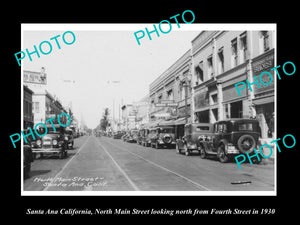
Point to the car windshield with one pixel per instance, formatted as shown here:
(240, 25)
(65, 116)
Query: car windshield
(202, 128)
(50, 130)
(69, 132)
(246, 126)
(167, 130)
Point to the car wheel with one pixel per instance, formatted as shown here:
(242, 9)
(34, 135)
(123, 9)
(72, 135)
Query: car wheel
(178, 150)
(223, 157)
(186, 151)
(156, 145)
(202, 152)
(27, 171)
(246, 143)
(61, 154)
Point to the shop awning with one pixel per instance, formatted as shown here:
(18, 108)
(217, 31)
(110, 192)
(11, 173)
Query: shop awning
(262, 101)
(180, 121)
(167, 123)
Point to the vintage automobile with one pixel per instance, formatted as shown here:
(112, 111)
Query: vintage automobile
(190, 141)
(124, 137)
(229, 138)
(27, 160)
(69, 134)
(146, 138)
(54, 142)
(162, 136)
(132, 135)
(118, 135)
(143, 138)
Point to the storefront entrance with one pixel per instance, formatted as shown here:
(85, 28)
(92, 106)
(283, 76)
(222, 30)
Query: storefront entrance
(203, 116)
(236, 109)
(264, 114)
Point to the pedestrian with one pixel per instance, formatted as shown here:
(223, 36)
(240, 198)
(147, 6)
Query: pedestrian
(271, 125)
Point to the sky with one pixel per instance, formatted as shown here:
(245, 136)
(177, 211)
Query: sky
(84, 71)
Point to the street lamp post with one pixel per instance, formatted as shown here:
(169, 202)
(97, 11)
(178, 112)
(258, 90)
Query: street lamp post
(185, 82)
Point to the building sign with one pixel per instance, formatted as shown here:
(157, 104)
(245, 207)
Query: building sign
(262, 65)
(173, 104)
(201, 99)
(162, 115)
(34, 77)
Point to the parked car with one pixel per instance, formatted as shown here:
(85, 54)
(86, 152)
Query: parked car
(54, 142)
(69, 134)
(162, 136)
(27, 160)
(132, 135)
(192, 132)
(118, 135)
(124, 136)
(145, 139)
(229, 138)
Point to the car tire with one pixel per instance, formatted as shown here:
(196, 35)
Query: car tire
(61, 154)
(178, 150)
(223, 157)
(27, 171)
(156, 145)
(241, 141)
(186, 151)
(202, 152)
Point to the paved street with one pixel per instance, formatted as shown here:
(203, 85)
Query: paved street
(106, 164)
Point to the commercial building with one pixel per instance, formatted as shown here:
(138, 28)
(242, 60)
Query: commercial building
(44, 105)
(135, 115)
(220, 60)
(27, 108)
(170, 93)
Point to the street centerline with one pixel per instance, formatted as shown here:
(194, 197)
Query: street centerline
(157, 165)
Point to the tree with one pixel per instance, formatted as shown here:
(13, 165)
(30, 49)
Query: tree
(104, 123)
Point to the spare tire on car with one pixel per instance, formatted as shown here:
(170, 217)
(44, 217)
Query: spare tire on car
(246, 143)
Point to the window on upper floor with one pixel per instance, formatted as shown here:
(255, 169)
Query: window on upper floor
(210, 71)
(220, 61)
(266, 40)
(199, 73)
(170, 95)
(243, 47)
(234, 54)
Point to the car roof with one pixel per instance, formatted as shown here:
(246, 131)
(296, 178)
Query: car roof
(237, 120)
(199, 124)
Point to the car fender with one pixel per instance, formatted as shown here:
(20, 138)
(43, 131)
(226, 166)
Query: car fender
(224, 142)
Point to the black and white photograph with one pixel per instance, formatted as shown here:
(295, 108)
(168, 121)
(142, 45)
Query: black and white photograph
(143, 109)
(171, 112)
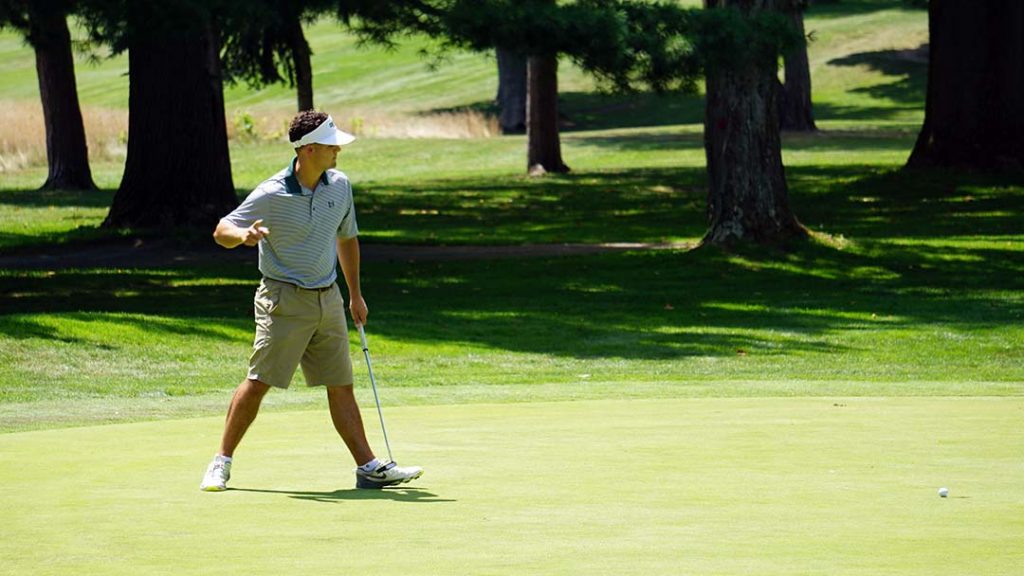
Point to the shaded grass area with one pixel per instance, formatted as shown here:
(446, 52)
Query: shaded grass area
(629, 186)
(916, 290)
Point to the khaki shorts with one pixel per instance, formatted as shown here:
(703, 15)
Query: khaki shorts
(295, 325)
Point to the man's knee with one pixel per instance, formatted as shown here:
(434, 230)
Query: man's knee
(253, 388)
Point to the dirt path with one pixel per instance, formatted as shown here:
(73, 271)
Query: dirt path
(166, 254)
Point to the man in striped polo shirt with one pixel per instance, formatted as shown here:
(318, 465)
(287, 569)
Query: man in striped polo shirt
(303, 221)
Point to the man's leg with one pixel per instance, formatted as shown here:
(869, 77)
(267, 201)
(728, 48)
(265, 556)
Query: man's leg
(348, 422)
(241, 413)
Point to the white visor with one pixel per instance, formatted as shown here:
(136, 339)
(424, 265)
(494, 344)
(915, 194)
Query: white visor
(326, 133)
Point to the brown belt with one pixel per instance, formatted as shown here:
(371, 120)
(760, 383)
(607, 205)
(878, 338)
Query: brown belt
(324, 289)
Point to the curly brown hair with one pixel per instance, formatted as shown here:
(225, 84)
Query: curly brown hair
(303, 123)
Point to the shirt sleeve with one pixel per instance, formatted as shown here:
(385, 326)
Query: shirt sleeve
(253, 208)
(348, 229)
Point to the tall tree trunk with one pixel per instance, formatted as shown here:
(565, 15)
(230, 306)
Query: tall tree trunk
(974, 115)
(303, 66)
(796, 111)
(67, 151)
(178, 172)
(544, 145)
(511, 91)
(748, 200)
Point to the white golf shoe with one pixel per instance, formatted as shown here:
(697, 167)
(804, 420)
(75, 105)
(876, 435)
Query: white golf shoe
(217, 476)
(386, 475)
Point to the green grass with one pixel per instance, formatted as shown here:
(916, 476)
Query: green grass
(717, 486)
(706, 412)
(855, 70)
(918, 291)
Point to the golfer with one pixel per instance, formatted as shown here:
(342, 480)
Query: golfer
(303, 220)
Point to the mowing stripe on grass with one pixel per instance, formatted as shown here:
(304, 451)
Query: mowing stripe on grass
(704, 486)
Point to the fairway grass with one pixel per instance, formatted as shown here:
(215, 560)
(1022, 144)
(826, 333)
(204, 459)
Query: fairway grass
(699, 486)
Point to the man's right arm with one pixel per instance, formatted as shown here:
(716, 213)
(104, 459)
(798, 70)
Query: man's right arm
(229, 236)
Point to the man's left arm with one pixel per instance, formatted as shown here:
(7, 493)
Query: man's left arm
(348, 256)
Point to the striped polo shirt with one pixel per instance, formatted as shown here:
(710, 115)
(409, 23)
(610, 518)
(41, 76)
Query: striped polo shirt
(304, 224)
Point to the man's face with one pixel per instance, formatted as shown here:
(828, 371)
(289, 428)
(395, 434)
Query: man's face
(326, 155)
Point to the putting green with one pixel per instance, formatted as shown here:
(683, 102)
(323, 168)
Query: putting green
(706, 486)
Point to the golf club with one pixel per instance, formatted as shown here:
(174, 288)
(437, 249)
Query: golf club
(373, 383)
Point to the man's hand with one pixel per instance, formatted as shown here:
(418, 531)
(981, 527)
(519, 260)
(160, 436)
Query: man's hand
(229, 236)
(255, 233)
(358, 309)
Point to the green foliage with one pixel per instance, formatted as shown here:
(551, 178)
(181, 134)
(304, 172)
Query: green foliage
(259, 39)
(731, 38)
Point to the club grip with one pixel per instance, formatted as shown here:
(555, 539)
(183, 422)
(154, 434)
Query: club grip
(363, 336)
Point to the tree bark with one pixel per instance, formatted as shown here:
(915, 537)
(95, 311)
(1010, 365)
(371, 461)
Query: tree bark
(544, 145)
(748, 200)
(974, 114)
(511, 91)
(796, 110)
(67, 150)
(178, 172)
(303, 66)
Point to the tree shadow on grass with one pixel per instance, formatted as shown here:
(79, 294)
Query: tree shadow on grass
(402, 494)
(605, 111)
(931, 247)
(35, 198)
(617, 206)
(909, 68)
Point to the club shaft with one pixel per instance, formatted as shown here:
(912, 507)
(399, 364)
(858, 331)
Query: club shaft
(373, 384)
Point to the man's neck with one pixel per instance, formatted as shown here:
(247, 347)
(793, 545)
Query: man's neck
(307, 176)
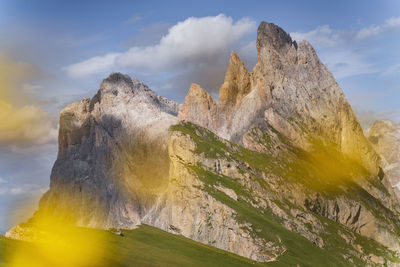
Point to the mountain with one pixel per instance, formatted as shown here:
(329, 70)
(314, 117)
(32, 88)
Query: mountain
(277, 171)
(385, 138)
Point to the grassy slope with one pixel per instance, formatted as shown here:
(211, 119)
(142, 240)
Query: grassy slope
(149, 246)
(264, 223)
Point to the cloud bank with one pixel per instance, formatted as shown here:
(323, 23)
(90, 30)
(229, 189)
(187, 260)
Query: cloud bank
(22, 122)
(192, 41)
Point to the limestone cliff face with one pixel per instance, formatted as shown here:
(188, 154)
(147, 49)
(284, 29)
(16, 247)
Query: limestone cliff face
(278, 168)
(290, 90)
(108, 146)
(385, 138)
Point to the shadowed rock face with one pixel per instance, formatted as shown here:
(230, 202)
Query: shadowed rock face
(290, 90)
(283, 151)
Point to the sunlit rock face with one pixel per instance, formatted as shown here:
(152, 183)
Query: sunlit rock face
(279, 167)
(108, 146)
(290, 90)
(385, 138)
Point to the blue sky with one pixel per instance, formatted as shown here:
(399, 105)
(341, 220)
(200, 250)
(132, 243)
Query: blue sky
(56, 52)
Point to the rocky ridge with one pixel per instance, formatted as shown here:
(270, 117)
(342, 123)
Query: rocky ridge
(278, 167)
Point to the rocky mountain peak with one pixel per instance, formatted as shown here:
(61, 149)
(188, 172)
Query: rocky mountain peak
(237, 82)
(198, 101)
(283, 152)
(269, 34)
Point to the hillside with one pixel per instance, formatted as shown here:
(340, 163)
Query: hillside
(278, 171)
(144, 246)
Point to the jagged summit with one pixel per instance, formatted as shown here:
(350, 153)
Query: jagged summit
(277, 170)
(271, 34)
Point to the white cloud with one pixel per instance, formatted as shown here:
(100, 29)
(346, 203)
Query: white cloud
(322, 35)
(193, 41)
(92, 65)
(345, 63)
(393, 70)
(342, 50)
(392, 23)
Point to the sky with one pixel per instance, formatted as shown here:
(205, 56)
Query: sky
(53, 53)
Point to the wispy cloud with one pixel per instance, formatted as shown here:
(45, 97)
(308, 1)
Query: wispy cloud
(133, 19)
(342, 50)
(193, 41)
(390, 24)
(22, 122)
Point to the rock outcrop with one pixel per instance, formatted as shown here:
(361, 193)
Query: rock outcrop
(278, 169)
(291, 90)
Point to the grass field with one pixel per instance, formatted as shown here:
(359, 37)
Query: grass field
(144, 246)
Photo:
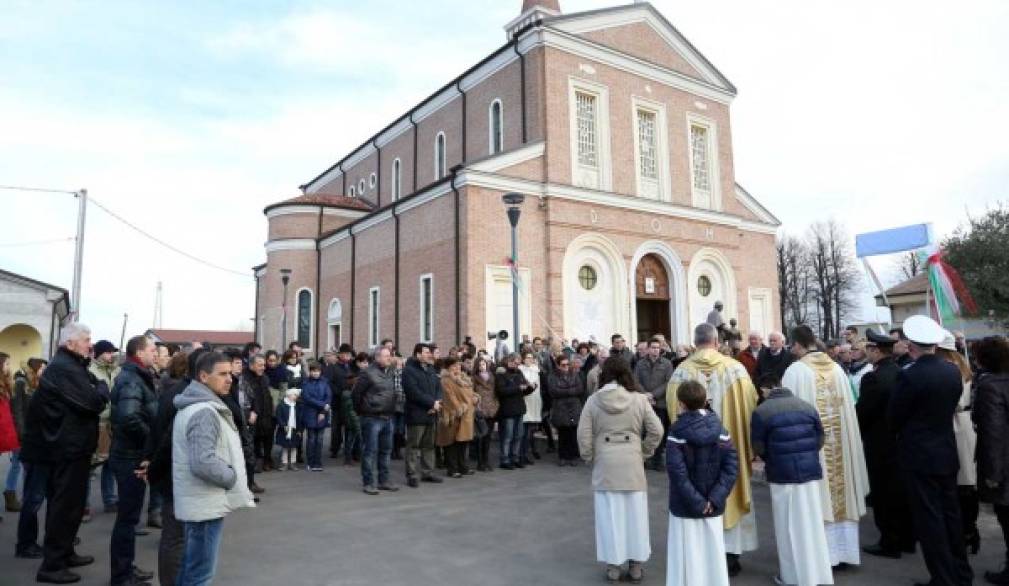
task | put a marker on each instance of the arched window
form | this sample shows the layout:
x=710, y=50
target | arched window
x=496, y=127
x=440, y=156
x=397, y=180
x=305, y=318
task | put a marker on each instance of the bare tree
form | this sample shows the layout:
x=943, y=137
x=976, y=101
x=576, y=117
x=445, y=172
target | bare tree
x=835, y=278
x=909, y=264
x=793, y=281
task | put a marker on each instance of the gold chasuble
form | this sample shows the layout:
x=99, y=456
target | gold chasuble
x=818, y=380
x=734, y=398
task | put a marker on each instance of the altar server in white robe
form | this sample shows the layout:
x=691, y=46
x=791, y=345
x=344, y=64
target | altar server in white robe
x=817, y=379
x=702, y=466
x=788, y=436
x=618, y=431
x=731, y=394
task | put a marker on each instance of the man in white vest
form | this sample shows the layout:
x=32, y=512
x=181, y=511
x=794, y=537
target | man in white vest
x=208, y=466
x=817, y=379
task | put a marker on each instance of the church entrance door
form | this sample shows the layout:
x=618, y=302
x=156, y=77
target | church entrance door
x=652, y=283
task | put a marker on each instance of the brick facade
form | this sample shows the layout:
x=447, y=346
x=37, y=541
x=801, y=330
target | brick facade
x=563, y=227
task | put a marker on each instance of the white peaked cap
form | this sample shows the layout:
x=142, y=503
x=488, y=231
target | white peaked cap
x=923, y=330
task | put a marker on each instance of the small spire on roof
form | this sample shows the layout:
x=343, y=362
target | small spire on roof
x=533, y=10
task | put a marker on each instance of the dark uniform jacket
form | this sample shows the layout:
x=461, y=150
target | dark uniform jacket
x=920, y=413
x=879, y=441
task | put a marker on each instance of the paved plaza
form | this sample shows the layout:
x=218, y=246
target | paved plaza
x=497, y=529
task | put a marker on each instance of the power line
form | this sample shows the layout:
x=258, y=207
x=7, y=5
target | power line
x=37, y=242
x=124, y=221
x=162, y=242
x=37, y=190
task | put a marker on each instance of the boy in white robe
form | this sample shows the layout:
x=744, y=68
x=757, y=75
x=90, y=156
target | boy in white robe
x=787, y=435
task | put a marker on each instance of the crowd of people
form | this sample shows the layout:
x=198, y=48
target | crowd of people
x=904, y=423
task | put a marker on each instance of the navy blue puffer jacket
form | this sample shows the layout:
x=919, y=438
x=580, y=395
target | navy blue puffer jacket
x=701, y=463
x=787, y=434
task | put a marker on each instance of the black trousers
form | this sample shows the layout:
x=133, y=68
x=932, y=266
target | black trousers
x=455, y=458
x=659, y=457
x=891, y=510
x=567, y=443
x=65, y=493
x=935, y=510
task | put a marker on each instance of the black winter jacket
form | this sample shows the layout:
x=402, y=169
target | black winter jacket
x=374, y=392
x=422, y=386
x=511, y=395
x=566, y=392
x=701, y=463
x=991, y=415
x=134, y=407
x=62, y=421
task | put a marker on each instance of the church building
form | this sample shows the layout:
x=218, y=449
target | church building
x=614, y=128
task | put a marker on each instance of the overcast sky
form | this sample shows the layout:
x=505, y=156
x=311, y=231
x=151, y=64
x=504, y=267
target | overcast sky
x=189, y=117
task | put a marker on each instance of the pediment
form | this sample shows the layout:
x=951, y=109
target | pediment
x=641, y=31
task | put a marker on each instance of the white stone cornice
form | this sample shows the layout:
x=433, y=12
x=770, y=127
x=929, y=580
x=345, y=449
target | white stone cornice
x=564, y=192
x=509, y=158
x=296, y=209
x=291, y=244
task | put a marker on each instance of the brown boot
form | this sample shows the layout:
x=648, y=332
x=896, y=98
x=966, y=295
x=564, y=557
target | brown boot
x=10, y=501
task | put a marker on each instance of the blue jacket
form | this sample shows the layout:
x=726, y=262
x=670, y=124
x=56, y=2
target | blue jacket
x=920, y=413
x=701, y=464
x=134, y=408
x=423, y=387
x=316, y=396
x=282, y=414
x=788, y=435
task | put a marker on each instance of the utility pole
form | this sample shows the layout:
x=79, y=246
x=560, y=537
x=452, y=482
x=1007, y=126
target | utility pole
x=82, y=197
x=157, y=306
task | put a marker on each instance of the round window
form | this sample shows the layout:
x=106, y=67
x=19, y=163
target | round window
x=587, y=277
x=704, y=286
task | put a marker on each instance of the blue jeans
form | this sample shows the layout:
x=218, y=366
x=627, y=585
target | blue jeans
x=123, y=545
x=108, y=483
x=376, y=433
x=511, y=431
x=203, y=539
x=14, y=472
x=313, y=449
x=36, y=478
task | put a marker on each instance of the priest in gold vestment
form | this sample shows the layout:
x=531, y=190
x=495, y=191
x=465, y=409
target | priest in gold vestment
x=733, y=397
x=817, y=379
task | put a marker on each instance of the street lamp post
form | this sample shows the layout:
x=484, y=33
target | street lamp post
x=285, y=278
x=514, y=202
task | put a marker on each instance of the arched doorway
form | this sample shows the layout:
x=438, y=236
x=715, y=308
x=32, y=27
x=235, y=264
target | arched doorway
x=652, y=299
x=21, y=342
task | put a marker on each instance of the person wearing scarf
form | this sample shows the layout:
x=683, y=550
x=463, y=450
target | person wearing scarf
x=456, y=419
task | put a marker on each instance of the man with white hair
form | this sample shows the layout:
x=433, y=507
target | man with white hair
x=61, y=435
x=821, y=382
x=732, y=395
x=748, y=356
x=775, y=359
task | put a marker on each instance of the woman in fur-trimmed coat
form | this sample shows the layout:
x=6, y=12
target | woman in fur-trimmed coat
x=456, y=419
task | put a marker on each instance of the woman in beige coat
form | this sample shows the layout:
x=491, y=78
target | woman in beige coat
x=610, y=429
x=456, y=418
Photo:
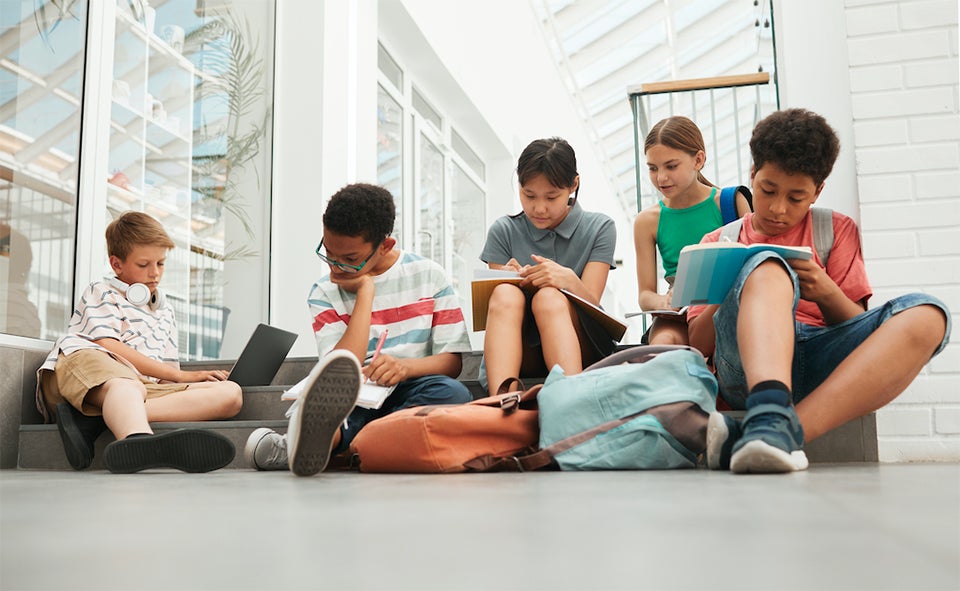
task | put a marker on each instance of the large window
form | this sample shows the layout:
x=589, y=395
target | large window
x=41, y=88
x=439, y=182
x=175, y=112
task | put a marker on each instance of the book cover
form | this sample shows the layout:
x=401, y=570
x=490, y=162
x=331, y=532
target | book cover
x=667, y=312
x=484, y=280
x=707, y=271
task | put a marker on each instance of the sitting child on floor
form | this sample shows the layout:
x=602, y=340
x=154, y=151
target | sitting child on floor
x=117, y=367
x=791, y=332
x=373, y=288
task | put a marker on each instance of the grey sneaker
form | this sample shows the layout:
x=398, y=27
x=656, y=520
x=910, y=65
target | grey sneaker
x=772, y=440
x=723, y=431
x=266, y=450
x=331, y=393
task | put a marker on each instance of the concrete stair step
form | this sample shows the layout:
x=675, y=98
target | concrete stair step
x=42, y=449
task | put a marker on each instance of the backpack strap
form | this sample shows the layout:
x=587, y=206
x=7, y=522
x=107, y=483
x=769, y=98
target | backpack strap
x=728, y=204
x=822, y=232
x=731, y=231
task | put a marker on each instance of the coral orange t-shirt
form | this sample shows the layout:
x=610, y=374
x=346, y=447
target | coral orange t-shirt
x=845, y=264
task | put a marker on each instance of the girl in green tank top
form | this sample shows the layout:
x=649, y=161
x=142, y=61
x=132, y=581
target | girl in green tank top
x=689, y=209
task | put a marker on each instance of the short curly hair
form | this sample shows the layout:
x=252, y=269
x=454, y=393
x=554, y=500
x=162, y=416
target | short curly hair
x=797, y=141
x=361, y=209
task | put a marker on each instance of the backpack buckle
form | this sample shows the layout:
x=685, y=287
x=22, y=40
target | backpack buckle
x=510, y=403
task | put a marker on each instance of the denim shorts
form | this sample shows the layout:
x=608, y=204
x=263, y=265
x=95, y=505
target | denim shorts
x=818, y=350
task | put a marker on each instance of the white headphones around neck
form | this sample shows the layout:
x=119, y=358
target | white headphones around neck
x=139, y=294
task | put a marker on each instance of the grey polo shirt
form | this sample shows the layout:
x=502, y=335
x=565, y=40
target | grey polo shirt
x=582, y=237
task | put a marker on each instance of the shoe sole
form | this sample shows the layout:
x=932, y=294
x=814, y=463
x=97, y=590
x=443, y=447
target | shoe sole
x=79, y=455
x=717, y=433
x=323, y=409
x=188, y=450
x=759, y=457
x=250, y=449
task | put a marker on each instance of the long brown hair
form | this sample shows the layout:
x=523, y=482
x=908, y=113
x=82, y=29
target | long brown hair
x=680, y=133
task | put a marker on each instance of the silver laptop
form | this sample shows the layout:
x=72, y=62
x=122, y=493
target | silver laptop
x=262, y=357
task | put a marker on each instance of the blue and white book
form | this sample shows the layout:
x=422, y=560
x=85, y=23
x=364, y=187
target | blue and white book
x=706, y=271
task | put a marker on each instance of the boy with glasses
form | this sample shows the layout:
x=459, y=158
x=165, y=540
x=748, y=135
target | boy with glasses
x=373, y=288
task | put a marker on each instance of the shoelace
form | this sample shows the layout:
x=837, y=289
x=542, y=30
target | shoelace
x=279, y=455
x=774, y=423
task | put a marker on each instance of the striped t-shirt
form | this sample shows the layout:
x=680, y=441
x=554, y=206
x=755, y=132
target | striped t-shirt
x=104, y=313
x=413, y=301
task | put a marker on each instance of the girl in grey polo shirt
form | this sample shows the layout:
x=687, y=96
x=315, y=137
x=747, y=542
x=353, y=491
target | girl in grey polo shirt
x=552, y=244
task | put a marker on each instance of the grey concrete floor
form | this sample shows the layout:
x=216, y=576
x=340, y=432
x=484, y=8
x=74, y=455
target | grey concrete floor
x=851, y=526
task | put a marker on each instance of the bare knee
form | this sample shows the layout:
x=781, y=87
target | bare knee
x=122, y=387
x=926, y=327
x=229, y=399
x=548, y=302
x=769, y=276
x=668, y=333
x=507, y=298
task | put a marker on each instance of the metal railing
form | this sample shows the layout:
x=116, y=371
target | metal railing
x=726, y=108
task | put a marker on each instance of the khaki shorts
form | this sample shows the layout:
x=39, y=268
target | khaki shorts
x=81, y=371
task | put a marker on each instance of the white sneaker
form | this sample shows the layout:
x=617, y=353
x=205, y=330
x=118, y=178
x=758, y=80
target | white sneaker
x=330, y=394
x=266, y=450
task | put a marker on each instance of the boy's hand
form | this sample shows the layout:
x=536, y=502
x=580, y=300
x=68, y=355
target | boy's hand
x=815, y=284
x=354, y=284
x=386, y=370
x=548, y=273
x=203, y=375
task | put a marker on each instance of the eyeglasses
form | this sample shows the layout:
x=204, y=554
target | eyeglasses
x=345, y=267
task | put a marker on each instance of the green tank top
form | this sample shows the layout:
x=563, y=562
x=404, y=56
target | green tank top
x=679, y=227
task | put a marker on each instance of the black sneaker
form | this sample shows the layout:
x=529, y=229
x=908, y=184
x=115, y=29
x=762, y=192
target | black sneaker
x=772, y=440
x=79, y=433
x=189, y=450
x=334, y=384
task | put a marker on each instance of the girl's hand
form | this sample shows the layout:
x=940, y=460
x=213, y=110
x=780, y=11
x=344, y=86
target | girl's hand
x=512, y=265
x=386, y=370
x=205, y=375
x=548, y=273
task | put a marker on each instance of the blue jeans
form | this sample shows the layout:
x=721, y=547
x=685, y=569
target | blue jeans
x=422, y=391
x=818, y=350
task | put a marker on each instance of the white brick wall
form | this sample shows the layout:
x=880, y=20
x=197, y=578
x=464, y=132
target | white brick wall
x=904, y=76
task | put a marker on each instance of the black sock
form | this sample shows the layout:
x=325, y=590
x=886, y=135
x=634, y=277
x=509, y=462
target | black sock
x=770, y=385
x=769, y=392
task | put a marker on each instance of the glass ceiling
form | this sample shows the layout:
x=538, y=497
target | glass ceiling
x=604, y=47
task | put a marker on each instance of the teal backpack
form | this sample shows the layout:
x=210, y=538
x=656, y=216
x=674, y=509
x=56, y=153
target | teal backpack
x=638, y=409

_Aim of the exercise_
Would you print exactly, and only, the lines of the data above from the line with "x=364, y=187" through the line with "the black sneaker", inclusive?

_Solution to this exercise_
x=364, y=187
target | blue and white book
x=706, y=271
task | put a marker on each instance of the boy with glasses
form | this sample shows the layout:
x=459, y=158
x=165, y=540
x=748, y=135
target | boy with glasses
x=373, y=288
task | put a marker on each instance of the shoelace
form | this sample shows the layout:
x=837, y=289
x=542, y=30
target | shoelace
x=279, y=455
x=774, y=423
task | put a marker on each instance of the striped t-shirt
form | this sample shows the layout:
x=680, y=441
x=554, y=206
x=755, y=132
target | striped t-shirt
x=104, y=313
x=413, y=301
task | put a marker on each instance of the girl in grey polo shirt
form | this sample shows the layout:
x=687, y=96
x=315, y=137
x=747, y=542
x=353, y=491
target | girl in grey polo shirt
x=552, y=244
task | put a marker on each instance of the grey concrete floor
form | this sample shows the layout:
x=216, y=576
x=340, y=432
x=484, y=8
x=74, y=455
target | grey concrete floor
x=851, y=526
task | put a marker on each instance of the bare knee
form | this sample shows the layout:
x=781, y=87
target | bare knee
x=122, y=387
x=926, y=327
x=229, y=399
x=548, y=302
x=769, y=276
x=668, y=333
x=507, y=298
task | put a marker on each instance of the metal railing
form | this sample shows the layout:
x=116, y=371
target | metal railing
x=726, y=108
task | put a marker on each instance of the khaki shorts
form | this sample shows the layout:
x=39, y=268
target | khaki shorts
x=81, y=371
task | put a marker on each instance of the white sneaker
form | this sample shows the layout:
x=617, y=353
x=205, y=330
x=118, y=178
x=758, y=80
target | white sneaker
x=330, y=394
x=266, y=450
task | put a marker on each instance of the boy's hand
form | this sample shows the layout:
x=536, y=502
x=580, y=300
x=68, y=355
target | boy's hand
x=815, y=284
x=354, y=284
x=386, y=370
x=548, y=273
x=203, y=375
task | put a marker on each instance of the eyeglasses
form | this sample shows the layout:
x=204, y=554
target | eyeglasses
x=345, y=267
task | put a marker on each instance of the green tank top
form | this sample shows the layout:
x=563, y=562
x=404, y=56
target | green tank top
x=679, y=227
task | put a marker on each instance of the black sneaker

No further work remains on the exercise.